'''
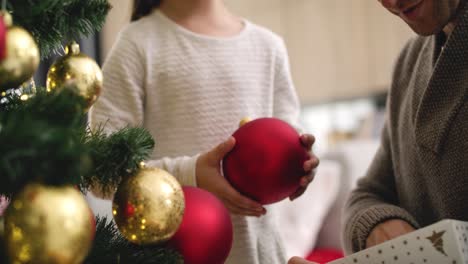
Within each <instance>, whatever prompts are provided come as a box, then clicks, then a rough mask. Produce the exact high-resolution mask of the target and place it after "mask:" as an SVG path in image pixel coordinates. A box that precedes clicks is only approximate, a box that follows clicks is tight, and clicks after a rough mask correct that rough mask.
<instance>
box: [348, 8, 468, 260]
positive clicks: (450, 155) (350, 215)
mask: <svg viewBox="0 0 468 264" xmlns="http://www.w3.org/2000/svg"><path fill="white" fill-rule="evenodd" d="M467 6H468V5H467ZM437 39H438V37H437V36H436V35H434V36H430V37H416V38H415V39H413V40H411V41H410V42H409V43H408V45H407V46H406V47H405V49H404V50H403V52H402V53H401V55H400V57H399V59H398V61H397V64H396V67H395V71H394V76H393V83H392V87H391V90H390V94H389V100H388V106H387V107H388V108H387V114H388V115H387V120H386V124H385V128H384V131H383V134H382V143H381V146H380V148H379V150H378V152H377V154H376V156H375V158H374V160H373V162H372V165H371V167H370V168H369V170H368V172H367V175H366V176H365V177H364V178H363V179H362V180H361V181H360V182H359V183H358V187H357V189H356V190H355V191H354V192H353V193H352V195H351V197H350V199H349V201H348V204H347V207H346V209H345V215H346V219H345V221H344V223H346V224H345V230H344V246H345V250H346V251H347V253H351V252H355V251H359V250H362V249H364V248H365V242H366V239H367V237H368V236H369V234H370V232H371V230H372V229H373V228H374V227H375V226H376V225H378V224H379V223H382V222H384V221H385V220H388V219H403V220H406V221H408V222H409V223H410V224H412V225H413V226H414V227H415V228H419V227H423V226H427V225H430V224H432V223H434V222H437V221H439V220H441V219H447V218H450V219H458V220H465V221H468V102H467V101H468V100H467V99H468V8H467V7H465V9H464V10H463V11H462V14H460V19H459V21H458V24H457V26H456V28H455V30H454V31H453V33H452V35H451V36H450V38H449V39H448V40H447V42H446V43H445V47H444V48H443V49H441V47H440V43H439V42H438V41H437ZM356 152H357V153H358V152H359V150H356Z"/></svg>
'''
Rewrite all of the material above as a numbered list with one line per item, skipping any blank lines and leaving out the pictures.

1. Within each <instance>, whatever prompts are provided come as a box, then clicks, then a rough mask. Produce the exact high-resolution mask of the target and place it after "mask:" as an SVG path in image pixel coordinates. A box that precedes clicks is only approximate, a box that follows clicks is tight, and clicks after a rough mask correct that rough mask.
2. <instance>
3. box: [348, 8, 468, 260]
4. positive clicks: (450, 155) (350, 215)
5. mask: <svg viewBox="0 0 468 264" xmlns="http://www.w3.org/2000/svg"><path fill="white" fill-rule="evenodd" d="M467 6H468V5H467ZM437 39H438V37H437V36H436V35H434V36H430V37H416V38H415V39H413V40H411V41H410V42H409V43H408V45H407V46H406V47H405V49H404V50H403V52H402V53H401V55H400V57H399V59H398V61H397V64H396V67H395V71H394V76H393V83H392V87H391V90H390V94H389V100H388V106H387V107H388V108H387V114H388V115H387V120H386V124H385V128H384V131H383V134H382V143H381V146H380V148H379V150H378V152H377V154H376V156H375V158H374V160H373V162H372V165H371V167H370V168H369V170H368V172H367V175H366V176H365V177H364V178H363V179H362V180H361V181H360V182H359V183H358V187H357V189H356V190H355V191H354V192H353V193H352V195H351V197H350V199H349V201H348V204H347V207H346V209H345V215H346V219H345V221H344V223H346V224H345V230H344V246H345V250H346V251H347V253H351V252H355V251H359V250H362V249H364V248H365V242H366V239H367V237H368V236H369V234H370V232H371V230H372V229H373V228H374V227H375V226H376V225H378V224H379V223H382V222H384V221H385V220H388V219H403V220H406V221H408V222H409V223H410V224H412V225H413V226H414V227H415V228H419V227H423V226H427V225H430V224H432V223H434V222H437V221H439V220H441V219H447V218H450V219H458V220H465V221H468V102H467V101H468V100H467V99H468V8H467V7H465V9H464V10H463V11H462V14H460V19H459V21H458V24H457V26H456V28H455V30H454V31H453V33H452V35H451V36H450V38H449V39H448V40H447V42H446V43H445V47H444V48H443V49H441V47H440V43H439V42H438V41H437ZM356 152H357V153H358V152H359V150H356Z"/></svg>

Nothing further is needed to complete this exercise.